◆ Passage given ◆
• • • •

# slingshot give away



## ghost0311/8541 (Jan 6, 2013)

Ok i won a slingshot from flipgun it the only drawing i have ever won so i thought i would try and keep this going i am puting up a slingshot my self the thing is to be entered you have to guess what 0311/8541 in my user name means there are ways to find out i will post a pic of the sling shot to be given away tommorrow so say your in with the answer good luck


----------



## Sean (Nov 17, 2011)

Hi, I'm in.

Your _*affiliation with the Marine Corps?*_

http://en.wikipedia.org/wiki/United_States_Marine_Corps_Scout_Sniper

http://en.wikipedia.org/wiki/MOS_0311


----------



## Imperial (Feb 9, 2011)

i guess im in

0311 - usmc code, military occupational specialty (mos) code for rifleman

8541 - 8541 tactical


----------



## Bob at Draco (Feb 18, 2013)

Semper Fi


----------



## e~shot (Jun 3, 2010)

I'm in

0311/8541 United States Marine Corps


----------



## tradspirit (Jul 23, 2012)

I'm in:

0311 Marine Corp MOS Rifleman

8541 Scout Sniper


----------



## Catapultkraig (Mar 5, 2013)

I'm in 
0311 Marine Corp MOS Rifleman
8541 Scout Sniper


----------



## AlmightyOx (Mar 4, 2013)

I'm in!

0311

8541

US Marine Corps MOS Rifleman Scout Sniper. 
Pretty gnarly sir.


----------



## AJW (Apr 24, 2011)

I'm in:

0311 Marine Corp MOS Rifleman

8541 Scout Sniper

In case your wondering how an old Canadian would know this, the answer is he wouldn't. When it comes to a free slingshot we have no pride, copy and paste.


----------



## ghost0311/8541 (Jan 6, 2013)

Here it is a black mangrove natural i made a few months ago had not been shot it was to pretty for me to shoot and as a second place i will give away a burlap shooter to the first one that can guess what ghost means in my user name will draw the name next friday


----------



## SuperMonkeySlinger (Jan 28, 2013)

This has been said but, Semper Fi.

SMS


----------



## BrokenPins (Feb 10, 2013)

AJW said:


> I'm in:
> 0311 Marine Corp MOS Rifleman
> 8541 Scout Sniper
> 
> In case your wondering how an old Canadian would know this, the answer is he wouldn't. When it comes to a free slingshot we have no pride, copy and paste.

• • • •

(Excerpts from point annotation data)
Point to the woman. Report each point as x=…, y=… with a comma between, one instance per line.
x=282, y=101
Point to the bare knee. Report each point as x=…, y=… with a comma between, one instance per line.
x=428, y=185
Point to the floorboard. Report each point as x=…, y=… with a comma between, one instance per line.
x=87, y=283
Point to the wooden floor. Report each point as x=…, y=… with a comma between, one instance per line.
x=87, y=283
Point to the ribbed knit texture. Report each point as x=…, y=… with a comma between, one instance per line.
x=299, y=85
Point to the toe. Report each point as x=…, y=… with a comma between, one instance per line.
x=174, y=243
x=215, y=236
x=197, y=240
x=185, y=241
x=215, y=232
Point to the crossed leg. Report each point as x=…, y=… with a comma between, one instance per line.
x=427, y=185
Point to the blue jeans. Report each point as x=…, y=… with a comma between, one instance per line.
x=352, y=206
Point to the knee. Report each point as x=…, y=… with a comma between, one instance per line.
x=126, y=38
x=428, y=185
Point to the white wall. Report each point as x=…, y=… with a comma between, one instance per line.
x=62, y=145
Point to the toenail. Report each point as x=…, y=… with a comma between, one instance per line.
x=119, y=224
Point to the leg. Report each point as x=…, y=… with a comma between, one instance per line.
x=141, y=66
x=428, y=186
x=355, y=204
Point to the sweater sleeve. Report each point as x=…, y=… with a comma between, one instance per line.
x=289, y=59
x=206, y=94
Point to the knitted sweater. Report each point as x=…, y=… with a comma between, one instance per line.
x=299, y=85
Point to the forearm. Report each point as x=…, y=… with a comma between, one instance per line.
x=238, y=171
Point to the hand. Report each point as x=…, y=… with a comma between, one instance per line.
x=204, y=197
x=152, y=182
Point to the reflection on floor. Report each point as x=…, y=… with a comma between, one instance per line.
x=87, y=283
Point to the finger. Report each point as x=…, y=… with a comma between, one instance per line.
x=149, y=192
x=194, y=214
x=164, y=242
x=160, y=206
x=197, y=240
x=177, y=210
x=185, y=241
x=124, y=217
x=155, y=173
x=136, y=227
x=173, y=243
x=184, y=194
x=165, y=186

• • • •

◆ Short problem 1 ◆
Translate this sentence from the slingshot giveaway thread into Spanish: "When it comes to a free slingshot we have no pride, copy and paste."
◆ Short problem 2 ◆
In the slingshot giveaway thread, list each distinct username whose post heading carries a date in 2013.
◆ Short problem 3 ◆
For each statement, say whether it agrees with the slingshot giveaway thread, and quote the words that decide it.
(a) The original poster had won a slingshot from flipgun.
(b) The black mangrove natural being given away had already been shot.
(c) The second-place prize goes to the first person who can guess what "ghost" means in the original poster's username.
The entries have no connection to the slingshot giveaway thread.

◆ Exercise output 1 ◆
Cuando se trata de un tirachinas gratis no tenemos orgullo: copiar y pegar.

◆ Exercise output 2 ◆
ghost0311/8541
Bob at Draco
Catapultkraig
AlmightyOx
SuperMonkeySlinger
BrokenPins

◆ Exercise output 3 ◆
(a) Yes: "Ok i won a slingshot from flipgun"
(b) No: "had not been shot it was to pretty for me to shoot"
(c) Yes: "as a second place i will give away a burlap shooter to the first one that can guess what ghost means in my user name"